**What to do:** Output the whole listing below as a two-column CSV with the headers instruction and points. Give each instruction its own row beside its complete answer, put each field in double quotes, and replace line breaks inside a field with spaces.

**Data shown:**
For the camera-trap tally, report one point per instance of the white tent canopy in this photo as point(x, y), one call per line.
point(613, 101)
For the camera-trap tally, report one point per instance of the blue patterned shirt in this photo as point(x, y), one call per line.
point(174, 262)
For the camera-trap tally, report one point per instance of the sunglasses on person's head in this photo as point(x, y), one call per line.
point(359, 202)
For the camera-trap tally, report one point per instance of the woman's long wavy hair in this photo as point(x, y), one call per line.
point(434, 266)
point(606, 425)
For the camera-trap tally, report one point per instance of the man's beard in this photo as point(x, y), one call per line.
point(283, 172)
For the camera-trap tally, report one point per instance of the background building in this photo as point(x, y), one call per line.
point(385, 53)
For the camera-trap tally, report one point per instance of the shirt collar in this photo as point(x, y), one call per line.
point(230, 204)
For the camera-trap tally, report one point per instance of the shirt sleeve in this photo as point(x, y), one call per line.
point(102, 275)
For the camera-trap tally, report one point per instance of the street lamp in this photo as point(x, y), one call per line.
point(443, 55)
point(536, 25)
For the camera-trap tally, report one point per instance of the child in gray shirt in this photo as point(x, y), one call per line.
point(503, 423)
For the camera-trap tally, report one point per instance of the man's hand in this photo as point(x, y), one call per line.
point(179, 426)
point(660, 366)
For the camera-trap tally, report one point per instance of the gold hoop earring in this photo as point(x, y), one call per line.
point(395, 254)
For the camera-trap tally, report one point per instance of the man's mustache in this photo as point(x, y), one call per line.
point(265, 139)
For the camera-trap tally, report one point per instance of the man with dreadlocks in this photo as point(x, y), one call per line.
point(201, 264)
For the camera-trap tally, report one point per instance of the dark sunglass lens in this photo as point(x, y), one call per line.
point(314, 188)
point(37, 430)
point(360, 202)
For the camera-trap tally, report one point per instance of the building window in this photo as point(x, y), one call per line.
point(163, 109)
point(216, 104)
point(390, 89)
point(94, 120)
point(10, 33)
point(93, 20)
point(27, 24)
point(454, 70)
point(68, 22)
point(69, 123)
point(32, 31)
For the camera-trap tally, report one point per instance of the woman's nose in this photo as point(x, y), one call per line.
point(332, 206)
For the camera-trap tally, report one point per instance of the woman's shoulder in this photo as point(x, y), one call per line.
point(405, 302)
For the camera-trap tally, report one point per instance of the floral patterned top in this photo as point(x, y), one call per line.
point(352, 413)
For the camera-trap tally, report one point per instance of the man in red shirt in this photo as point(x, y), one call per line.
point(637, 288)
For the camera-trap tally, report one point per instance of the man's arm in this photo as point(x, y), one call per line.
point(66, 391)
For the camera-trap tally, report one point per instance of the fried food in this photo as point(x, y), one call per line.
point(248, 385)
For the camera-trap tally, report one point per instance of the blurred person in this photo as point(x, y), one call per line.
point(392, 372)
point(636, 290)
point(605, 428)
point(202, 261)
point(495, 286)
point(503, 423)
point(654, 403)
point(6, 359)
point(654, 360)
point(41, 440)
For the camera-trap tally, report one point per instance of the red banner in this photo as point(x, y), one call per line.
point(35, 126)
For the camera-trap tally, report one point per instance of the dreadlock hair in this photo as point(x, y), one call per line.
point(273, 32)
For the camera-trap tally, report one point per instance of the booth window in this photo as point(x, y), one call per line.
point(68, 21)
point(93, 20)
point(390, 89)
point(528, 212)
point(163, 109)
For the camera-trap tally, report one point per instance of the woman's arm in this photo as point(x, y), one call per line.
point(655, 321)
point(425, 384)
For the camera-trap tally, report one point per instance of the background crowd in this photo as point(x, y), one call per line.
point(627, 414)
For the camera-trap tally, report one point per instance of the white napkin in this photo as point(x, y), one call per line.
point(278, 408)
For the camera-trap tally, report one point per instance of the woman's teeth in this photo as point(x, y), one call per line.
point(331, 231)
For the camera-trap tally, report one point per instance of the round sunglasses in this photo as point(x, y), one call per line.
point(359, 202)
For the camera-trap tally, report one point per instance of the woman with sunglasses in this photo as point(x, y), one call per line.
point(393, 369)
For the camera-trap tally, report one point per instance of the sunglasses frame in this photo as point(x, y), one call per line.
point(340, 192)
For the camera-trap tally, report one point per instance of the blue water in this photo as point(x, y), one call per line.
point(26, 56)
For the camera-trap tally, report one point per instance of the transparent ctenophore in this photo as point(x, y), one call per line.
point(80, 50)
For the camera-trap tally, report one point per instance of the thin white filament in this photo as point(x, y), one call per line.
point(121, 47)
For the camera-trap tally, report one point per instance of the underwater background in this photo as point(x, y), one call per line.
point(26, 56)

**Exercise result:**
instruction,points
"For the camera-trap tally, report one point per instance of the white tent canopy in this photo as point(x, y), one call per line.","point(613, 101)"
"For the camera-trap tally, report one point per instance of the blue patterned shirt in this photo as point(x, y), one call per line.","point(174, 262)"
"For the camera-trap tally, report one point per instance of the sunglasses on person's head in this photo as point(x, y), one call per line.","point(359, 202)"
"For the camera-trap tally, report one point per instance of the woman's long wavy hair in this photo as point(x, y), one call per line.","point(434, 266) point(606, 425)"
"For the camera-trap tally, report one point per instance of the man's beard in this photo as point(x, y), one call per line.","point(283, 172)"
"For the camera-trap tally, report one point per instance of the background building in this photo as point(x, y), one call per line.","point(385, 53)"
"For the camera-trap tally, report one point per instance of the shirt collar in this photo as point(x, y), one call per line.","point(230, 204)"
"For the camera-trap tally, report one point per instance of the shirt sleeve in this photo as point(x, y), one call per line.","point(102, 275)"
"For the camera-trap tally, report one point per instance of the street lamp in this photo as point(x, y), one call per line.","point(443, 55) point(536, 25)"
"For the camera-trap tally, report one point per instance of the child in gray shirt in this photo as point(x, y), one call per line.","point(503, 423)"
"For the camera-trap tally, report one point per instance of the man's hand in this photo as point(x, y), one call per line.","point(179, 426) point(660, 366)"
"For the camera-trap tally, report one point per instance of the gold hoop earring in this photo as point(x, y), one call per line.","point(395, 254)"
"For the camera-trap tally, report one point per instance of the man's mustache in this photo as point(x, y), one call per line.","point(265, 139)"
"For the camera-trap tally, report one point per instance of the man with dreadlocks in this photo as point(x, y), one call per line.","point(201, 264)"
"For the camera-trap tally, report one point per instance of the dark sunglass lens in this photo as point(x, y), one call per line.","point(314, 188) point(37, 430) point(360, 202)"
"For the camera-trap tally, report one point per instance of the building window in this photo as point(x, y), one call per line.","point(163, 109) point(216, 104) point(390, 89) point(94, 120) point(10, 33) point(93, 20) point(27, 24) point(454, 70) point(68, 22) point(69, 123) point(32, 31)"
"For the camera-trap tally, report one point per instance of the woman's nose in this photo as point(x, y), one call per line.","point(332, 206)"
"For the camera-trap tally, report one point per instance of the woman's shoulder in this photo as point(x, y), one call per line.","point(405, 302)"
"For the camera-trap tally, report one point per instance of the floral patterned top in this photo as point(x, y), one call per line.","point(352, 413)"
"For the camera-trap tally, report one point per instance of the man in red shirt in this photo as point(x, y), one call per line.","point(637, 288)"
"For the camera-trap tally, report one point per instance of the man's arm in this photo as point(x, y), one call per line.","point(66, 391)"
"For the camera-trap tally, report one point per instance of the fried food in this photo as point(x, y), one call per line.","point(248, 385)"
"For the camera-trap tally, report one point per instance of the blurred person in this photo as point(x, y), one call per line.","point(392, 372) point(636, 290) point(605, 428) point(202, 261) point(495, 286) point(503, 423) point(654, 403) point(6, 359) point(654, 360) point(41, 440)"
"For the camera-trap tally, report one point per instance of the red banner in this photo as point(x, y), one call per line.","point(35, 126)"
"For the camera-trap tally, report one point per instance of the dreadlock hair in this photo as point(x, y), one call per line.","point(273, 32)"
"For the camera-trap tally, report one point per instance of the booth window in this photo as point(x, y), one call per line.","point(68, 21) point(93, 20) point(390, 89) point(528, 212) point(163, 109)"
"For the camera-trap tally, report one point per instance of the woman's arm in this photo as point(x, y), one call per line.","point(655, 321) point(425, 384)"
"For the camera-trap tally, report one point per instance of the background crowd in this photo as point(x, y), one call per line.","point(627, 414)"
"For the camera-trap tally, report one point per instance of the white napkin in this photo as point(x, y), one call per line.","point(278, 408)"
"For the camera-trap tally, report one point per instance of the woman's teeth in this photo as point(x, y), one call per line.","point(331, 231)"
"For the camera-trap tally, report one point per instance of the round sunglasses in this photo as point(x, y), one call per line.","point(359, 202)"
"For the camera-trap tally, report one point per instance of the woman with sunglasses in this photo as point(x, y), one call per line.","point(393, 369)"
"For the camera-trap tally, report one point per instance of the sunglasses frame in this photo as point(x, y), one call per line.","point(340, 192)"
"For the camera-trap tally, report one point per instance of the blue water in this photo as point(x, y), one call per line.","point(26, 56)"
"For the camera-trap tally, report one point per instance of the transparent ctenophore in this photo as point(x, y), one call per line.","point(80, 50)"
"For the camera-trap tally, report one point per instance of the thin white filament in this photo as point(x, y), one call per line.","point(121, 47)"
"For the camera-trap tally, report one point per instance of the underwater background in this photo as point(x, y), one call per line.","point(26, 56)"